Mannheim. Eigentlich ist über Seppl Herberger vieles gesagt. Es gibt wenige Mannheimer Persönlichkeiten, über die so viele Biographien existieren, so viele Anekdoten kursieren - und in deren historischer Betrachtung trotzdem noch so vieles ungeklärt ist wie über den Trainer der legendären Fußball-Weltmeister von 1954. So gibt es bis heute etwa Diskussionen über seine Rolle im Nationalsozialismus.

„Es herrscht kein Mangel an Herberger-Biographien“, stellt auch Hiram Kümper fest. Gemeinsam mit Anna Lisa Müller, Daniel Reinemuth, Kai Singhal und Marco Zivkovic hat sich der an der Universität forschende Historiker dennoch mit Herbergers Nachlass beschäftigt und einen Teil nun veröffentlicht.
..............................
• _ARBEITSANWEISUNGEN_:
A - Beantworten Sie anhand des Lesetextes die folgenden Fragen:
(i) Aus welchem Jahr stammt der WM-Titel der Fußball-Weltmeister, die Herberger trainierte?
(ii) Worüber wird laut dem Lesetext bis heute diskutiert?
(iii) Womit haben sich Hiram Kümper und seine Mitstreiter beschäftigt?
B - Führen Sie alle Personen auf, die sich laut dem Lesetext mit Herbergers Nachlass beschäftigt haben.
C - Woran macht der Lesetext fest, dass in der historischen Betrachtung Herbergers noch vieles ungeklärt ist?

• _VORLIEGENDE ZEILEN_:
..............................
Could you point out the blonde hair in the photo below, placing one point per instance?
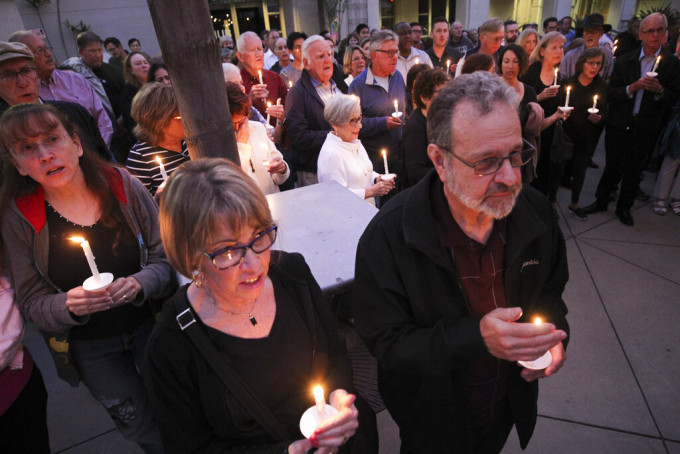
(153, 108)
(200, 195)
(545, 41)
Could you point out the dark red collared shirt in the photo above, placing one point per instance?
(481, 271)
(277, 89)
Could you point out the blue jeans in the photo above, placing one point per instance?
(112, 369)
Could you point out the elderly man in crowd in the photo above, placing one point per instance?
(450, 276)
(270, 86)
(440, 53)
(19, 85)
(457, 40)
(58, 85)
(491, 34)
(593, 28)
(638, 103)
(305, 124)
(106, 80)
(378, 88)
(270, 57)
(408, 55)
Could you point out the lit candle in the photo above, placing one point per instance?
(164, 174)
(387, 170)
(320, 402)
(89, 256)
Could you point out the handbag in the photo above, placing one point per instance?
(221, 366)
(562, 148)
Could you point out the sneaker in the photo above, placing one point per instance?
(579, 214)
(675, 206)
(660, 207)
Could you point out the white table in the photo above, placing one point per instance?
(323, 222)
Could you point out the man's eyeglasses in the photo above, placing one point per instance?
(232, 256)
(390, 53)
(492, 165)
(13, 76)
(31, 149)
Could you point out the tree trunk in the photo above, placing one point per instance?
(191, 53)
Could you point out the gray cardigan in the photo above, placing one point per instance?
(25, 236)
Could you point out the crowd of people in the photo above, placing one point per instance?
(462, 140)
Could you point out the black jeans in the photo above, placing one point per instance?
(625, 152)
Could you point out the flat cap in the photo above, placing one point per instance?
(14, 50)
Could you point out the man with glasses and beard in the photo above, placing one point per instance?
(451, 273)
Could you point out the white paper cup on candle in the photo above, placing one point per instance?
(91, 283)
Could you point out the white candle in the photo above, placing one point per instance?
(164, 174)
(387, 170)
(320, 402)
(90, 258)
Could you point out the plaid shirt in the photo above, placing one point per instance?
(277, 89)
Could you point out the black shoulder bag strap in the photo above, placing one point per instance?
(223, 369)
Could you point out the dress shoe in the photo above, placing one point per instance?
(642, 196)
(593, 208)
(625, 217)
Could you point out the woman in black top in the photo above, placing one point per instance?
(415, 142)
(262, 311)
(583, 127)
(541, 77)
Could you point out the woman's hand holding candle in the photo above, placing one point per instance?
(336, 430)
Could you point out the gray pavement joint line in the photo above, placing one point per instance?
(613, 429)
(623, 350)
(630, 263)
(65, 450)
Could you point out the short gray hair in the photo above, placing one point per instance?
(338, 110)
(241, 42)
(491, 25)
(308, 42)
(380, 38)
(483, 89)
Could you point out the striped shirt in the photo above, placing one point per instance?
(142, 163)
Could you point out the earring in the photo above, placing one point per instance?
(198, 278)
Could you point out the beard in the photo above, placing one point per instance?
(495, 207)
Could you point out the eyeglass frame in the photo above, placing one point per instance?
(24, 72)
(212, 256)
(499, 160)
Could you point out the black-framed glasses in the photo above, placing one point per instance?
(13, 76)
(390, 53)
(490, 166)
(230, 257)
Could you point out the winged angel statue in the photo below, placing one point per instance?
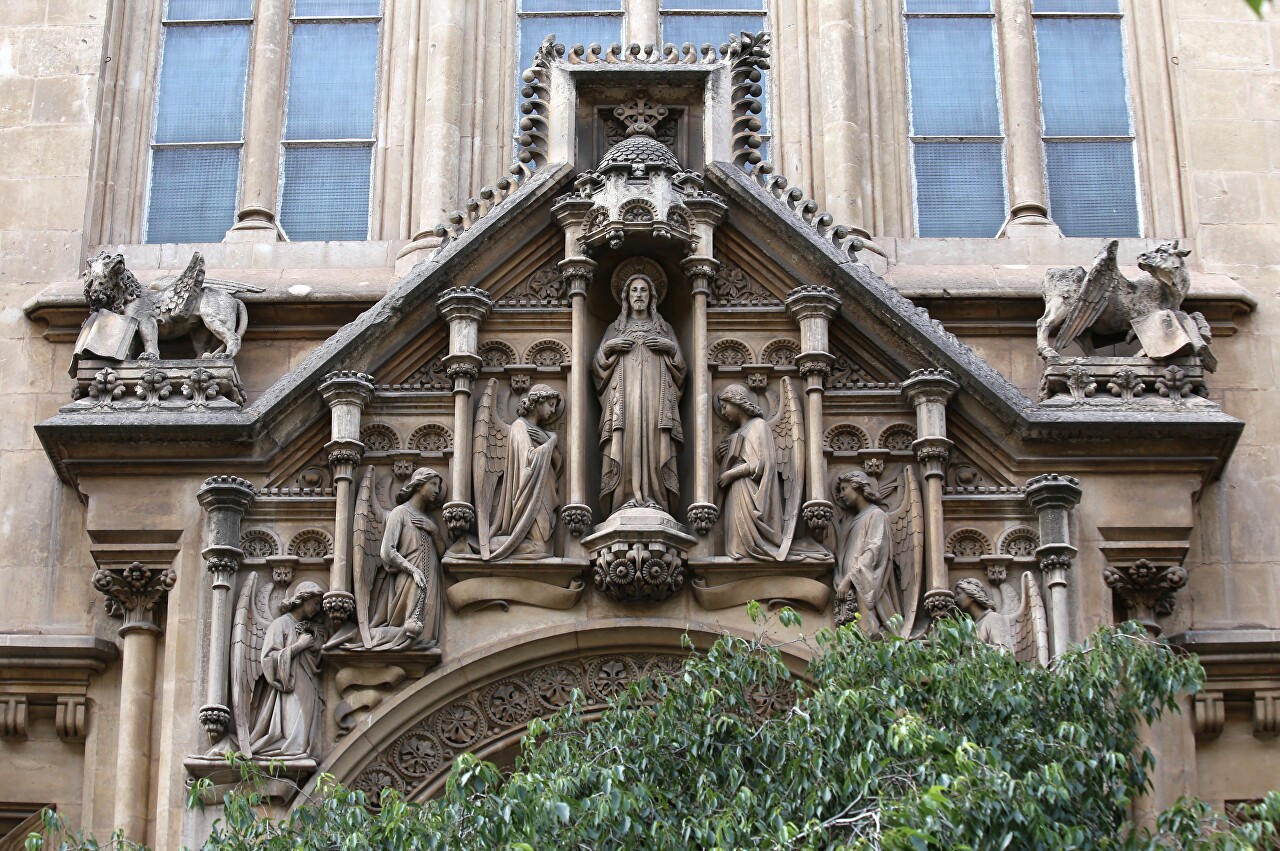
(880, 556)
(277, 700)
(1019, 627)
(762, 477)
(515, 475)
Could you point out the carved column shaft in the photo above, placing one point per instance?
(224, 498)
(347, 393)
(255, 220)
(464, 307)
(1052, 498)
(812, 307)
(135, 594)
(1028, 192)
(703, 512)
(577, 273)
(929, 390)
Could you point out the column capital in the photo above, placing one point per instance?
(1052, 490)
(700, 273)
(346, 387)
(225, 492)
(135, 593)
(813, 301)
(929, 385)
(577, 273)
(465, 303)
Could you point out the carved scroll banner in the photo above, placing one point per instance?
(475, 594)
(798, 590)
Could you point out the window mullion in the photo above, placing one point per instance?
(1028, 192)
(643, 24)
(255, 219)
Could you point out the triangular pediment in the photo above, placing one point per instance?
(767, 250)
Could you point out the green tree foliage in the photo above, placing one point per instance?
(940, 744)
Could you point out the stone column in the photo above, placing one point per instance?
(135, 594)
(255, 220)
(703, 511)
(929, 392)
(812, 307)
(576, 513)
(440, 141)
(347, 393)
(464, 307)
(224, 498)
(844, 109)
(1028, 193)
(1052, 497)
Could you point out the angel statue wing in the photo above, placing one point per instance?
(248, 632)
(1028, 625)
(787, 428)
(366, 534)
(490, 462)
(906, 525)
(1091, 300)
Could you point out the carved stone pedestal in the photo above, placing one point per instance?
(1124, 383)
(639, 554)
(544, 582)
(196, 384)
(722, 582)
(366, 677)
(283, 777)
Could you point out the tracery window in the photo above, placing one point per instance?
(965, 73)
(306, 164)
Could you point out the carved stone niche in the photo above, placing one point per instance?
(1124, 383)
(172, 385)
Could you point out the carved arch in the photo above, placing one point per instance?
(483, 701)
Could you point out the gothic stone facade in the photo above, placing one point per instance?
(455, 472)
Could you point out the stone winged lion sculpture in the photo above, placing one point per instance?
(1101, 306)
(168, 309)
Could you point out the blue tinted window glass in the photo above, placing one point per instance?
(959, 188)
(707, 30)
(333, 71)
(1092, 191)
(192, 193)
(336, 8)
(1082, 77)
(949, 5)
(209, 9)
(585, 30)
(202, 65)
(714, 5)
(325, 193)
(1075, 5)
(952, 77)
(571, 5)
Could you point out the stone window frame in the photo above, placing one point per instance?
(1162, 195)
(122, 172)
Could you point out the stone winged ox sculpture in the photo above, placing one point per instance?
(168, 309)
(1101, 306)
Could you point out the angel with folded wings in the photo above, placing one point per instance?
(277, 700)
(1019, 627)
(515, 475)
(396, 567)
(880, 556)
(762, 477)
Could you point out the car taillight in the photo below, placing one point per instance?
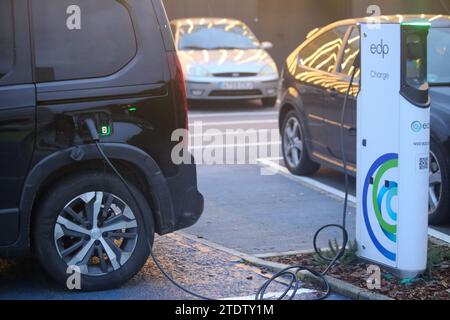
(179, 90)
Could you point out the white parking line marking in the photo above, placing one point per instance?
(231, 114)
(305, 180)
(272, 295)
(230, 123)
(223, 134)
(331, 190)
(241, 145)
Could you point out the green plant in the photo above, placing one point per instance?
(437, 254)
(333, 251)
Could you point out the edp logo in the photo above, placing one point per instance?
(380, 49)
(73, 21)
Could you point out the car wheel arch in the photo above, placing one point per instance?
(61, 163)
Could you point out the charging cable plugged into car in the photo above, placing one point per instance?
(406, 61)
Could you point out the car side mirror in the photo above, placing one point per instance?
(266, 45)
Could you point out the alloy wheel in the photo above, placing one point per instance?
(293, 142)
(96, 232)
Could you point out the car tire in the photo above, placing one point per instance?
(295, 152)
(125, 231)
(439, 192)
(269, 102)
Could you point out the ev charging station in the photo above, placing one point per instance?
(393, 147)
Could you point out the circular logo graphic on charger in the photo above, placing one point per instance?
(378, 199)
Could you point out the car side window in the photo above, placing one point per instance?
(351, 52)
(7, 45)
(323, 52)
(81, 39)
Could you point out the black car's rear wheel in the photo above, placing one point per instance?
(90, 224)
(295, 152)
(439, 191)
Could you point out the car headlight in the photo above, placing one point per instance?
(269, 70)
(198, 71)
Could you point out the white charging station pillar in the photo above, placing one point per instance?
(393, 147)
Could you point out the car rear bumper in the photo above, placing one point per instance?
(215, 90)
(188, 203)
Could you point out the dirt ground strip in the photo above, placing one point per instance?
(433, 285)
(198, 267)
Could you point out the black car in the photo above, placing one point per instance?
(315, 81)
(65, 64)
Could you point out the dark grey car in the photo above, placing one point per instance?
(315, 80)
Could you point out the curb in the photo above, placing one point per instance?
(337, 286)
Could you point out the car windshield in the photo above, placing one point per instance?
(439, 56)
(216, 36)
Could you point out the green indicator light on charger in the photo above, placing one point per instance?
(105, 131)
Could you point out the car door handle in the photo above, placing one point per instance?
(332, 92)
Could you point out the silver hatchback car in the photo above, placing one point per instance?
(223, 60)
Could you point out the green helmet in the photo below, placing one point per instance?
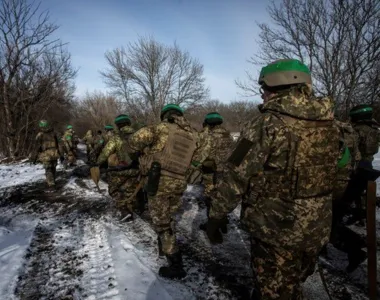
(121, 119)
(361, 112)
(213, 118)
(284, 72)
(169, 107)
(43, 124)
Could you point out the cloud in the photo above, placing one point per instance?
(221, 34)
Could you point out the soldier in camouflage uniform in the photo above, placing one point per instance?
(88, 139)
(98, 147)
(219, 142)
(172, 144)
(69, 145)
(368, 130)
(369, 137)
(283, 168)
(109, 133)
(122, 173)
(350, 157)
(47, 151)
(342, 237)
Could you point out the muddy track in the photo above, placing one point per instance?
(72, 236)
(52, 268)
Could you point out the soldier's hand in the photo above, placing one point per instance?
(213, 227)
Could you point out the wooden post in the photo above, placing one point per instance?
(371, 239)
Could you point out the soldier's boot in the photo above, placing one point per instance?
(255, 294)
(223, 225)
(355, 258)
(160, 251)
(175, 269)
(126, 215)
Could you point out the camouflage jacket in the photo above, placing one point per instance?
(283, 169)
(151, 140)
(68, 140)
(216, 143)
(114, 151)
(369, 138)
(108, 136)
(348, 138)
(47, 146)
(88, 139)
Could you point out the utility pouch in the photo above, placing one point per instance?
(154, 175)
..............................
• _ERGEBNISSE_:
A -
(i) Aus dem Jahr 1954.
(ii) Über Herbergers Rolle im Nationalsozialismus.
(iii) Mit Herbergers Nachlass, von dem sie nun einen Teil veröffentlicht haben.

B - Hiram Kümper, Anna Lisa Müller, Daniel Reinemuth, Kai Singhal, Marco Zivkovic

C - Der Lesetext verweist darauf, dass bis heute über Herbergers Rolle im Nationalsozialismus diskutiert wird.